> _Work to complete_
Could you transcribe every record below exactly, leaving out the pictures?

> _Information shown_
────────

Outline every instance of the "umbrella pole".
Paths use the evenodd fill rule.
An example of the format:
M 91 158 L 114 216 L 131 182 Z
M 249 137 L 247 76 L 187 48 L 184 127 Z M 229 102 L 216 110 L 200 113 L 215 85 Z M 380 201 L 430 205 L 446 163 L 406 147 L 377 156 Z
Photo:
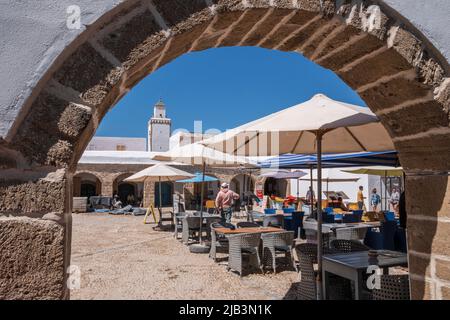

────────

> _Task answer_
Outline every instance of the "umbrella pole".
Paths use the evenodd fill rule.
An example of the format:
M 91 158 L 114 216 L 131 182 Z
M 249 137 L 247 76 L 187 48 L 184 127 Z M 229 102 L 216 110 L 200 113 L 215 85 Z M 380 201 L 430 205 L 446 163 L 406 147 L 377 156 Z
Photo:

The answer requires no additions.